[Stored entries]
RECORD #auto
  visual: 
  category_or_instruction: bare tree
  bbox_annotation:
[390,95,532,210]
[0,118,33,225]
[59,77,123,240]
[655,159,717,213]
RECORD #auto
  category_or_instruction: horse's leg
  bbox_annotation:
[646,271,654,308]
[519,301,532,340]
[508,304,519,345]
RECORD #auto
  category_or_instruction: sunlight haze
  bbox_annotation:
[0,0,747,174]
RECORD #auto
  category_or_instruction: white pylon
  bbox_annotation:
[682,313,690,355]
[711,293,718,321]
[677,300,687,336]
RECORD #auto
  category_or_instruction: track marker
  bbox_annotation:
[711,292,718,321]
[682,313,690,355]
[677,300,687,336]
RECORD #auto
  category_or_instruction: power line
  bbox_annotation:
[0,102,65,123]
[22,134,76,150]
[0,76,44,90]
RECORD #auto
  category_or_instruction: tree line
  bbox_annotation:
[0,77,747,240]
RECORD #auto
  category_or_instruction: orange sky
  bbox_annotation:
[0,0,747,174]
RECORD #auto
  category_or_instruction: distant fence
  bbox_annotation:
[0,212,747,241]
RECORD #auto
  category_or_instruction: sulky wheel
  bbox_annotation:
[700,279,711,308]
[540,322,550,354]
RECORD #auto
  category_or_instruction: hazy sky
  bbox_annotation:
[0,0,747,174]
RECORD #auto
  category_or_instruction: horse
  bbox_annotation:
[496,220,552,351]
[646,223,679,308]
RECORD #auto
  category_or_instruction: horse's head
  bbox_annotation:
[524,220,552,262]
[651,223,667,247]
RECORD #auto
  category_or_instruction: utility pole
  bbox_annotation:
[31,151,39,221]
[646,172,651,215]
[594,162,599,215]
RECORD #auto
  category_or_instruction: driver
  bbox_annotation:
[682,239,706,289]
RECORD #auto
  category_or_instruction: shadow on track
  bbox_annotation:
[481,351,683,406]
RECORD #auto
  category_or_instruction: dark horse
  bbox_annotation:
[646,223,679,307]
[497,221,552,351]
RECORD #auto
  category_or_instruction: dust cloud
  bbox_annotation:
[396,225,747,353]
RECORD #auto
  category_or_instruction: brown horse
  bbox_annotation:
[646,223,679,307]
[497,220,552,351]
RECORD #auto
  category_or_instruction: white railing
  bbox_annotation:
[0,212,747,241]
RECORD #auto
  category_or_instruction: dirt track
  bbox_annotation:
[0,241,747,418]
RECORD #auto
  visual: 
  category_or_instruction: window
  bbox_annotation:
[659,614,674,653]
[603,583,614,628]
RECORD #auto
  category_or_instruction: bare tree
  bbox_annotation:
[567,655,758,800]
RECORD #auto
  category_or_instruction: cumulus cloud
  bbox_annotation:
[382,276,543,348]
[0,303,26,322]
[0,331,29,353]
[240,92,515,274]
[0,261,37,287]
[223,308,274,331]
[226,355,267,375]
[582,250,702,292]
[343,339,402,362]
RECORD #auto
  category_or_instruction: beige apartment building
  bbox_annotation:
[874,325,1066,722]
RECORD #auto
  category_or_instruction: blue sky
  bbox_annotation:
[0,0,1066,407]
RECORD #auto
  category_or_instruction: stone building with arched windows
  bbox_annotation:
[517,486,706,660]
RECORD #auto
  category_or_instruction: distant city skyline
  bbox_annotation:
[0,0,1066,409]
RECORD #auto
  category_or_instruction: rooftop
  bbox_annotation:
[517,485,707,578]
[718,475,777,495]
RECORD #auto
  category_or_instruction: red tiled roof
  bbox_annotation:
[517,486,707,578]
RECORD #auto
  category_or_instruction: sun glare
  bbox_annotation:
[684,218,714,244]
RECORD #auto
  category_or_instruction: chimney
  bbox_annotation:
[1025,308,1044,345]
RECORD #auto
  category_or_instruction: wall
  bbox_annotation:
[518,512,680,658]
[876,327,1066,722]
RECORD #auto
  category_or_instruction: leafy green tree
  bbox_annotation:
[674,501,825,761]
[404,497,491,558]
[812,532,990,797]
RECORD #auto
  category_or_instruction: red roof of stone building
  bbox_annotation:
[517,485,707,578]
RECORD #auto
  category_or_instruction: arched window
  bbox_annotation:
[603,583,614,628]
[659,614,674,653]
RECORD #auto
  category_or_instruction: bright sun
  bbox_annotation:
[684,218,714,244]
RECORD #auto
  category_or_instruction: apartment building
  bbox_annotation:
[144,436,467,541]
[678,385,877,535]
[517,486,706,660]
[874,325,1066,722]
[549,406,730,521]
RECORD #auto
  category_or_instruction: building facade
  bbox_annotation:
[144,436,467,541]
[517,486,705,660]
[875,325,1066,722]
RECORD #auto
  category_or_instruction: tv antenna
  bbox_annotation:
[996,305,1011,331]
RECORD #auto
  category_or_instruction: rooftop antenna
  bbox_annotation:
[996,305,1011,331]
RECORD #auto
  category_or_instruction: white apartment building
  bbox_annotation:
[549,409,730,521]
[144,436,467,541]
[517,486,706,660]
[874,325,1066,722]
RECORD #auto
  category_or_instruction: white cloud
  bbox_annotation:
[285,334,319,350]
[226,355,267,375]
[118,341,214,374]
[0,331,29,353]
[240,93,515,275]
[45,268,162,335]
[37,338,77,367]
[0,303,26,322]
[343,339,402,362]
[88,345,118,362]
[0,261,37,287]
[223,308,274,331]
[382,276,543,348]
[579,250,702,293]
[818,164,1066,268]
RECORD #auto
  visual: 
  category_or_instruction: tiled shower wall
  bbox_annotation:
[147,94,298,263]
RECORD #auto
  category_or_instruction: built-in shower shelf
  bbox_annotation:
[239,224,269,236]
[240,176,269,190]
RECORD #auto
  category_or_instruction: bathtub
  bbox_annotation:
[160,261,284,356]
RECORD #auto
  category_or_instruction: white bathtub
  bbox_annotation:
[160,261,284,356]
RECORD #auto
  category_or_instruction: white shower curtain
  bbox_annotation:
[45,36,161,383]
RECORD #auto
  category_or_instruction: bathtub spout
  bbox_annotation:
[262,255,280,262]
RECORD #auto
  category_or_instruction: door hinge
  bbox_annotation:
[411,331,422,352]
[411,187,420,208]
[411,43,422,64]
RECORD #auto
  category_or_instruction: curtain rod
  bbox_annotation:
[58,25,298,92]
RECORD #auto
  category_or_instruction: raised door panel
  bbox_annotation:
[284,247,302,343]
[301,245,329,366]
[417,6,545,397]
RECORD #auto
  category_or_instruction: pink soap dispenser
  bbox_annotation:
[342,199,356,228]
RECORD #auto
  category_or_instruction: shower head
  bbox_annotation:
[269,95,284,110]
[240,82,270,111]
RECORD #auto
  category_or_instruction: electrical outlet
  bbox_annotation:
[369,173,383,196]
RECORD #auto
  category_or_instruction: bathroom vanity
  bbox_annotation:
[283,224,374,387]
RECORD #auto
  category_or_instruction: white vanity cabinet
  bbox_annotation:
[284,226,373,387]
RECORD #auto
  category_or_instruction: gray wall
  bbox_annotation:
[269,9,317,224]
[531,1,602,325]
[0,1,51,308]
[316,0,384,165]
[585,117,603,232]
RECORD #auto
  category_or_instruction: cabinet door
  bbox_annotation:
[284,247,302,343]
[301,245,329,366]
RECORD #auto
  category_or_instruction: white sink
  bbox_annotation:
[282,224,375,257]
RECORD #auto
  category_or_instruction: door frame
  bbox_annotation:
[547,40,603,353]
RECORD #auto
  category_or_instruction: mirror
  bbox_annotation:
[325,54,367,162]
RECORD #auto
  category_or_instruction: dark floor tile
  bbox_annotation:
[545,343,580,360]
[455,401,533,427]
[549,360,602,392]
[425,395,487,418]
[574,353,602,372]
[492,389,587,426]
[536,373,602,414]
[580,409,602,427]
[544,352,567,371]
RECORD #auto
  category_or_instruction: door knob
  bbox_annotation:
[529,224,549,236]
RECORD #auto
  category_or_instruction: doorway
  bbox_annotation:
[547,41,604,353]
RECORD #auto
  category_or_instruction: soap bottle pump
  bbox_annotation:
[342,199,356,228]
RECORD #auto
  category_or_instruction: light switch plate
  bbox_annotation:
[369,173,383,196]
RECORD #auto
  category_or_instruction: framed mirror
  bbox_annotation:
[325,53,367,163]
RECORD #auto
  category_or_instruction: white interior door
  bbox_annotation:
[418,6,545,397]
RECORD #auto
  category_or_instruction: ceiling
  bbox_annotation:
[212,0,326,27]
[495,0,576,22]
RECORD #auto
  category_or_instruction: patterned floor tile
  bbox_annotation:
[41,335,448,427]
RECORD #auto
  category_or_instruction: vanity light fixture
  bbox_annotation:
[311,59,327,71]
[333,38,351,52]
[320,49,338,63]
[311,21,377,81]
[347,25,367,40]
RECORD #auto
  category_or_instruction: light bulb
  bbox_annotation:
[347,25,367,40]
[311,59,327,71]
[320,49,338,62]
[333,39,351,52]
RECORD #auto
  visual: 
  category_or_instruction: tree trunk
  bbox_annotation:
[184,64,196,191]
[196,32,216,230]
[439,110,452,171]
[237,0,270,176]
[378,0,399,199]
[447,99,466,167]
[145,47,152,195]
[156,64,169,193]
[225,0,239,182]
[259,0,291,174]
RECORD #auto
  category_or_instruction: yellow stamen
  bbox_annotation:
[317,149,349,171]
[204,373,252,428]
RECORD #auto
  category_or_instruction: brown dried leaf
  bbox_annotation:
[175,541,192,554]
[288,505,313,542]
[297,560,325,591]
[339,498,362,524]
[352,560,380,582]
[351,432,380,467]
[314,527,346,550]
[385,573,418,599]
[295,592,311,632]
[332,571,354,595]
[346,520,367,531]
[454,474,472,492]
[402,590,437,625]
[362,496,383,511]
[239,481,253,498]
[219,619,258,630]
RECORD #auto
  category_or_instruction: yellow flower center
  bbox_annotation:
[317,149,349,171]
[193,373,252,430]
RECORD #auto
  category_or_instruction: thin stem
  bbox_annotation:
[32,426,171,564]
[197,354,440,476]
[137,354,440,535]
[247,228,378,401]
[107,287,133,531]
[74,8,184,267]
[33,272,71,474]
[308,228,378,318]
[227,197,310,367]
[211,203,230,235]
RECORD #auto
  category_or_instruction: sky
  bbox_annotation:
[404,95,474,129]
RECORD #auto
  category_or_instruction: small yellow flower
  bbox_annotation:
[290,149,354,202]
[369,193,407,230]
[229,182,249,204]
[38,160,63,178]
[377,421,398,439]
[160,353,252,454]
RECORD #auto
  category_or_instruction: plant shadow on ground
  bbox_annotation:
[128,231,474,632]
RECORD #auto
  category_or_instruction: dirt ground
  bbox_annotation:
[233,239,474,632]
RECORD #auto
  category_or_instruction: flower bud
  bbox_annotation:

Exercise directions> Pick out every line of the stored entries that contains the word "wall", treating uppercase and lowercase as distinct, and copy each such line.

Expected answer>
  category_or_instruction: wall
  category_or_instruction: tiled shower wall
  category_or_instruction: gray wall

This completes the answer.